[Data extracted from a collection]
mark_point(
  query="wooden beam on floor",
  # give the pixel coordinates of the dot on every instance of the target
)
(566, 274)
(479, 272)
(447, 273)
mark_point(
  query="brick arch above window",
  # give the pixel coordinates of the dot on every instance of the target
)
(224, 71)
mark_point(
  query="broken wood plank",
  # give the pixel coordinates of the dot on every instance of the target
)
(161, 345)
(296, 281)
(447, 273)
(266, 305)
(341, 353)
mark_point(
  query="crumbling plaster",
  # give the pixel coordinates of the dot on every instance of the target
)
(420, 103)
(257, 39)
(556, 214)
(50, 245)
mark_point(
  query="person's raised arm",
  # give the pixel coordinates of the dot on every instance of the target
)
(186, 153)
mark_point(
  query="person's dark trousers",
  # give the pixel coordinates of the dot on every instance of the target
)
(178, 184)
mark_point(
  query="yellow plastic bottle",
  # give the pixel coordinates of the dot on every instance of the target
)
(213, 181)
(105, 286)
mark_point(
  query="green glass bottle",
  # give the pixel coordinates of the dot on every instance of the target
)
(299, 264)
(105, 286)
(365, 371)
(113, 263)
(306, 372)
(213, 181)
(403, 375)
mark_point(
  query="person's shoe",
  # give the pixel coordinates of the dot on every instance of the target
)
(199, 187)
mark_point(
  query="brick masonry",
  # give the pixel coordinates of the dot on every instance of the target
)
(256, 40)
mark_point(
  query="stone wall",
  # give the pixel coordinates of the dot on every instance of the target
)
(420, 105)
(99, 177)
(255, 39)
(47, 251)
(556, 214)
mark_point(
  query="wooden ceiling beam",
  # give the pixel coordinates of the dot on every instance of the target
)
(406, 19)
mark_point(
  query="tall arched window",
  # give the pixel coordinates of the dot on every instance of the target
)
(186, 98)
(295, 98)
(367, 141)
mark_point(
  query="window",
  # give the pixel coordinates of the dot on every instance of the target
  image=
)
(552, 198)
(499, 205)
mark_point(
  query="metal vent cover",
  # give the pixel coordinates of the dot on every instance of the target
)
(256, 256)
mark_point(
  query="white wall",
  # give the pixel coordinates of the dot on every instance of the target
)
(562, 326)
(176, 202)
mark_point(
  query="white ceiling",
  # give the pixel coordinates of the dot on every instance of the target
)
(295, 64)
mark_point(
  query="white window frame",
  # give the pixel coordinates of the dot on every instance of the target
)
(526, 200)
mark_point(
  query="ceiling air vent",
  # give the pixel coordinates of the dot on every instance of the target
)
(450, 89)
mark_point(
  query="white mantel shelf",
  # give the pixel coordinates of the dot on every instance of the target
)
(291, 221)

EXERCISE TASK — Extract each record, keeping it identical to the original.

ANSWER TO THIS PROBLEM —
mark_point(
  query="wooden beam on floor",
  # give the pixel coordinates of the dot on every instance of the target
)
(566, 274)
(479, 272)
(447, 273)
mark_point(
  query="brick arch above window",
  # give the pixel coordinates of the dot on every instance of the target
)
(224, 71)
mark_point(
  query="broken wood plank",
  # give the pixel coordinates of the dot on every instance of the target
)
(161, 345)
(296, 281)
(447, 273)
(266, 305)
(341, 353)
mark_point(
  query="crumbling plaster",
  # give the pixel coordinates of the dot on every instance of the target
)
(420, 103)
(257, 39)
(556, 214)
(50, 245)
mark_point(
  query="person's raised arm",
  # give the pixel coordinates of the dot on every instance of the target
)
(186, 153)
mark_point(
  query="person's dark trousers",
  # give the pixel coordinates of the dot on every instance of the target
)
(178, 184)
mark_point(
  query="yellow plastic bottle",
  # give the pixel coordinates of the dot on every instance of the target
)
(213, 181)
(105, 286)
mark_point(
  query="green glass bottle",
  # give the pixel coordinates of the dot on every instance of the target
)
(299, 264)
(105, 286)
(365, 371)
(113, 263)
(306, 372)
(213, 181)
(403, 375)
mark_point(
  query="person's shoe",
  # give the pixel coordinates of the dot on every instance of the target
)
(199, 187)
mark_point(
  query="brick masonry",
  # give the pixel coordinates of the dot on every instance of the target
)
(256, 40)
mark_point(
  query="stone wall",
  # give the pixel coordinates of the dot on every instance of the target
)
(420, 105)
(99, 177)
(255, 39)
(47, 251)
(556, 214)
mark_point(
  query="wooden ceiling beam",
  # give the pixel coordinates of the dot on every instance of the target
)
(406, 19)
mark_point(
  query="tall arched window",
  # give the pixel coordinates of the dot on every instance of the target
)
(186, 98)
(295, 98)
(367, 141)
mark_point(
  query="window",
  # give the pixel coordinates of the dot on every instance of the target
  image=
)
(552, 198)
(499, 205)
mark_point(
  query="metal vent cover",
  # give the pixel coordinates of the dot on every instance of the target
)
(256, 256)
mark_point(
  query="white wall",
  # give the pixel coordinates of the dot on every instance of the target
)
(562, 326)
(176, 202)
mark_point(
  query="white ceiling",
  # give the pixel coordinates of the dot on every instance of the target
)
(295, 64)
mark_point(
  query="white window frame",
  # give the pixel coordinates of the dot on every instance of the target
)
(526, 200)
mark_point(
  query="ceiling air vent",
  # give the pixel coordinates of the dot on every instance of the target
)
(450, 89)
mark_point(
  query="white mantel shelf",
  # give the pixel coordinates of the dot on every instance of the target
)
(291, 221)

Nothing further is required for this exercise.